* BEGIN SELECTED PASSAGE *
It still is however(useless) get a GW/flail/whatever and save points and gain on the killing front:good:


----------



## Vaz (Mar 19, 2008)

It does not say anywhere that he cannot target himself.

For the best use, and if you know that your Exalted Champion (never put on Lord) is against a Faster army (Initiative Wise), give him the Helm of Many Eyes (stupidity, Blargh), but you should be able to get your 4 attacks to hit.

Characters will (Most likely) challenge - wrong. They will always challenge =D. It's a shame, but that's why it is only 25pts.

But yes, get a GW if you are taking HoME.


----------



## Critta (Aug 6, 2008)

So, not really general use item, but I could see this being incredibly handy against some of the more cheesy special characters with enough wounds not to just be killed off the bat, perhaps even against normal characters who are heavily armoured.

Hmm, I think I'm gonna have to stop theoryhammering this one and just try and to see what happens


----------



## MaidenManiac (Oct 2, 2008)

Its always a fine line if some dubious magical item is worth it in WHFB. 
Generally talking Sorcerers and arcane items tend to be more point worth then melee only characters. Simply due to the fact that they will be usefull atleast 2 times per whole game turn always(untill killed): your and the opponents magic phase.
Melee only items need to be "better" to actually fit into lists, a simple flail on an Exalted Champion will make him s7 the first turn of combat. That _really_ counts, a ½n½ chance of making some hero attacks his models is random beyond whats acceptable(imho).
Due to horsie inflation for heroes, aka the you can hide with bigger bases in RnF units rule, the save inflation has sky rocketed. Why have an Empire Hero with 4+ save on foot when you can have 1+ mounted instead?
* END SELECTED PASSAGE *
* BEGIN GIVEN INFORMATION *
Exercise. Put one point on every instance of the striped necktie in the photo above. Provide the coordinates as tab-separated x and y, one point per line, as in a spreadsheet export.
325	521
* END GIVEN INFORMATION *
▶ _SET TASKS_:
A - From the WHFB forum thread, return the passage that begins at the words "But yes, get" and stops after "are heavily armoured.".
B - Resume the WHFB forum thread about magic items after its last sentence.

▶ _ANSWERS FOR THE EXERCISE_:
A -
But yes, get a GW if you are taking HoME.


----------



## Critta (Aug 6, 2008)

So, not really general use item, but I could see this being incredibly handy against some of the more cheesy special characters with enough wounds not to just be killed off the bat, perhaps even against normal characters who are heavily armoured.

B -
S5 aint very impressive, its not bad but not awsome either, S7 _is_ impressive and when its cheaper too the choice is done...



Vaz said:


> They will always challenge =D


You can get around that by challenging with the champion instead, so they must not be in challenge...


----------



## Vaz (Mar 19, 2008)

I'm not getting into that argument again.

I take it how it should be played, rather than a cock up Games Workshop DevTeam made.

But yes, unless it's on a fast moving unit (or even a Chosen Champion, if you have the spare points, although items such as Collar of Khorne (for example) tend to be better, giving MR to your unit, than to increase the killiness of the unit (which I suppose you're not really doing). However, the bonus is that you don't forgo your Normal Weapon if you take the whip, so you can still have your S6 2 Attack Chosen. I'm rambling, but for a larger point game, it's still a viable choice.


----------



## S0ULDU5T (Sep 9, 2008)

The whip does say 'other' models which means it cannot target itself, and since codex beats rulebook you can force your opponent to attack his unit even in a duel. of course, if he's already dead, then he doesn't allocate his attacks anywhere.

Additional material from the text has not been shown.